Instructions to follow
Duplicate the lines below verbatim, from the line with "One point marks each instance of the teapot handle." to the line with "x=150, y=189", including both of those lines.

***

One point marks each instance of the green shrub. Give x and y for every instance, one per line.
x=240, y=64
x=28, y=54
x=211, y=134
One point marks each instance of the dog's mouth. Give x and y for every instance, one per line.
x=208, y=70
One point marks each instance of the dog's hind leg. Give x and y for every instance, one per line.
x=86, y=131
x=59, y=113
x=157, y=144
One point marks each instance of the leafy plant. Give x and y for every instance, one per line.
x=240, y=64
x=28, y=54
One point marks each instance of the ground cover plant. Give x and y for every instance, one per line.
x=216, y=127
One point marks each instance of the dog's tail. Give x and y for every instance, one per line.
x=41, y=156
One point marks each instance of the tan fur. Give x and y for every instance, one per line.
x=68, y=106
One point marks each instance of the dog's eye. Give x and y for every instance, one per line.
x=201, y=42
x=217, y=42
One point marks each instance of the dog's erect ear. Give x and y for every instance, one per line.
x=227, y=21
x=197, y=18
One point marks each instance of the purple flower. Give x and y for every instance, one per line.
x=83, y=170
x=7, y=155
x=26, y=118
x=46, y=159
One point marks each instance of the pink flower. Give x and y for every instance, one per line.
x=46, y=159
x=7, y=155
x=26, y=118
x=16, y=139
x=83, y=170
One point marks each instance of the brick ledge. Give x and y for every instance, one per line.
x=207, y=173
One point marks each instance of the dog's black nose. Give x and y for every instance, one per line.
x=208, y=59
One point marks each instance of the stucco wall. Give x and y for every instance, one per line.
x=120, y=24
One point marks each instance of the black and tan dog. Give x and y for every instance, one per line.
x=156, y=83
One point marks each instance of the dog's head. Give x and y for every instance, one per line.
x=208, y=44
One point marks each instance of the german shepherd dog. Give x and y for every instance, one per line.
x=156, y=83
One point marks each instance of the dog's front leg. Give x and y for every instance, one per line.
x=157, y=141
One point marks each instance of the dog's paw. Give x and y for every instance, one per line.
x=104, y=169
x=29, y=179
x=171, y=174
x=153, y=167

***

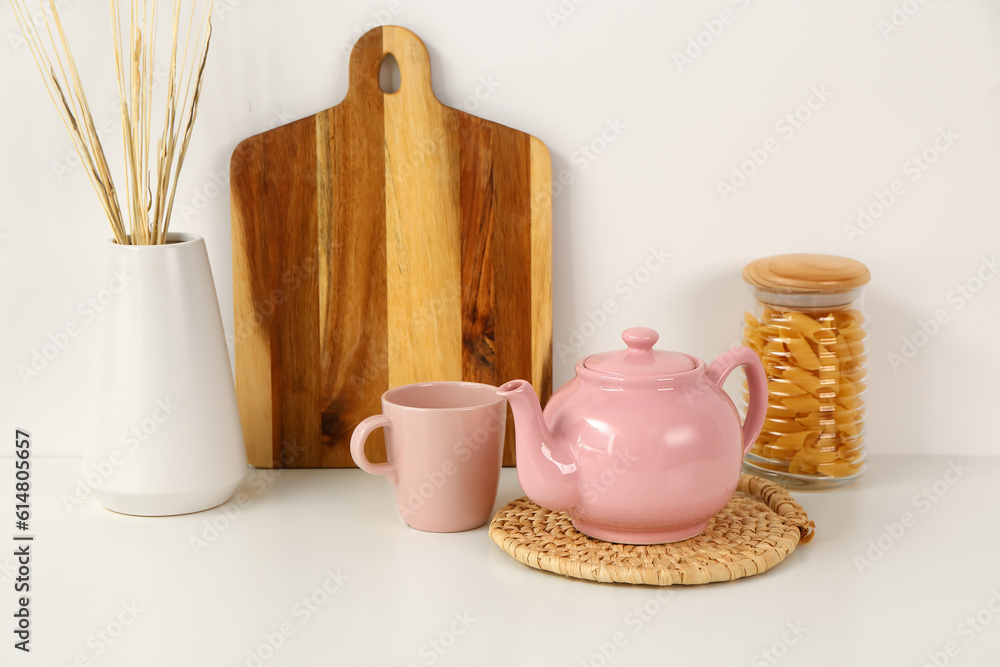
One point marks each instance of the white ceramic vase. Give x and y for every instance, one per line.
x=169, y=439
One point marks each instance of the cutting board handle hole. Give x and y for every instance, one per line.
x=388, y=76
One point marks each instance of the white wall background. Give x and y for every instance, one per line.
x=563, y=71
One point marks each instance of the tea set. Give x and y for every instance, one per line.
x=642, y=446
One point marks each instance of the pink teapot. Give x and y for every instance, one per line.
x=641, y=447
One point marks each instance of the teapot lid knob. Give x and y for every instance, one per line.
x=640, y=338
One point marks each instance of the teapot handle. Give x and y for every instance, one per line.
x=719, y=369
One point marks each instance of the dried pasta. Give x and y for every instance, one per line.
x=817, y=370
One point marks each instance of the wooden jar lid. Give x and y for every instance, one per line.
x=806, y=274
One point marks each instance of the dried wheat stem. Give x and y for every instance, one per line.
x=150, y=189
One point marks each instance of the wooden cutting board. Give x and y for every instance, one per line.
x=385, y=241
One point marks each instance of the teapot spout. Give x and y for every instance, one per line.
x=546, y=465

***

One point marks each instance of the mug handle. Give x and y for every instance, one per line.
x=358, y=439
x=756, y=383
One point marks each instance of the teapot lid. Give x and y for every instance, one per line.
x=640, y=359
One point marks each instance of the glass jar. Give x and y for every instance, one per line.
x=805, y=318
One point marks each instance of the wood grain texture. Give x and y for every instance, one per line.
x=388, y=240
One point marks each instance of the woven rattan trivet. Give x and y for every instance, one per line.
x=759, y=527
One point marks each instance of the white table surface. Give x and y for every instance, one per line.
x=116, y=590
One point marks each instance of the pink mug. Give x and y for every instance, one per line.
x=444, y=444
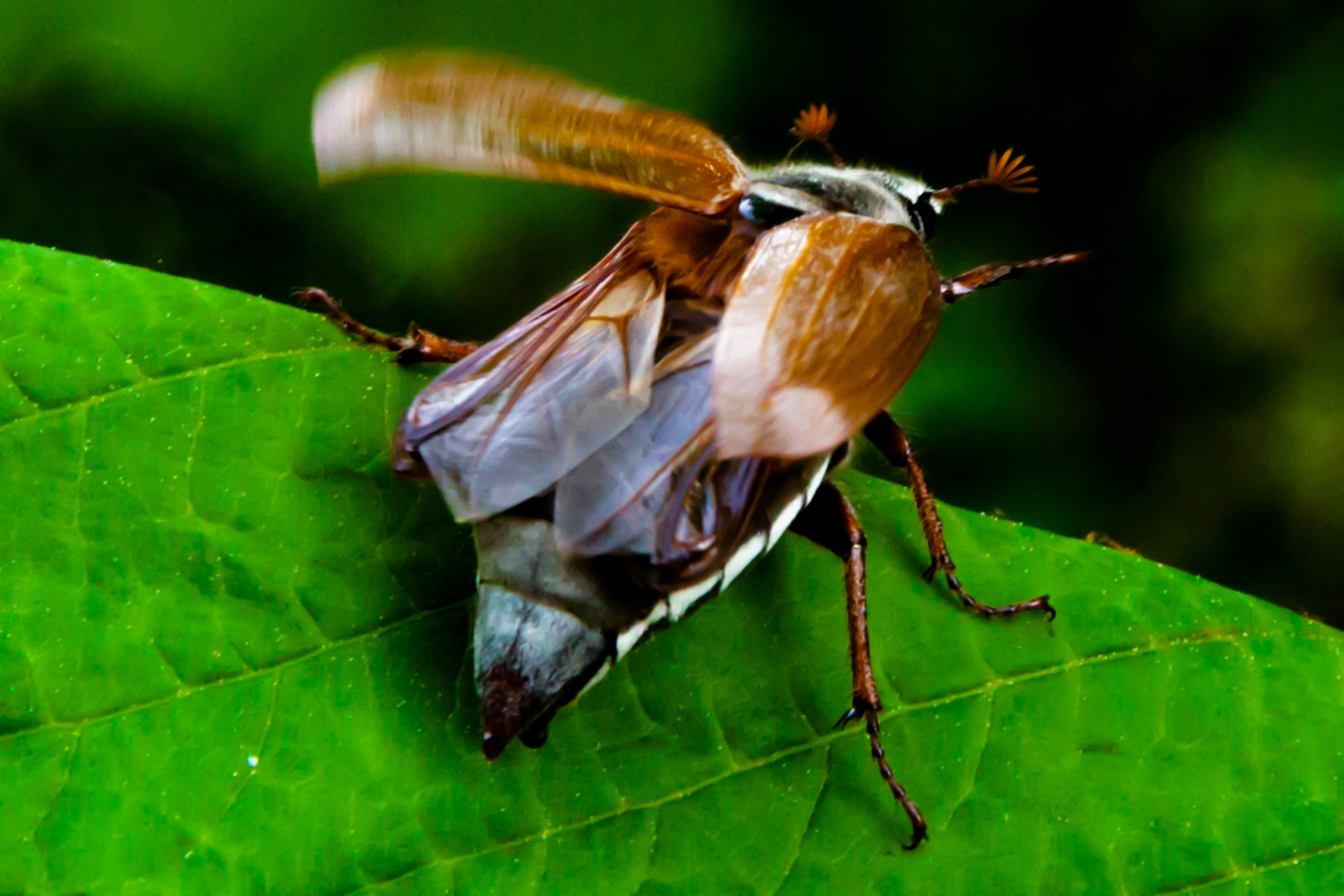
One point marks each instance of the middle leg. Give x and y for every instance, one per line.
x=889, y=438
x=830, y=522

***

Solution to the problem
One point marks each instance of the teapot handle. Give x and y for every instance, one per line.
x=719, y=369
One point marks each instance of the dried pasta. Give x and y for every instance, one per line.
x=817, y=370
One point marks each instance of the wooden jar lid. Give x and y for every instance, one per line.
x=806, y=274
One point marks each instance of the dried wheat stem. Give x and y for every instance, one per line.
x=150, y=189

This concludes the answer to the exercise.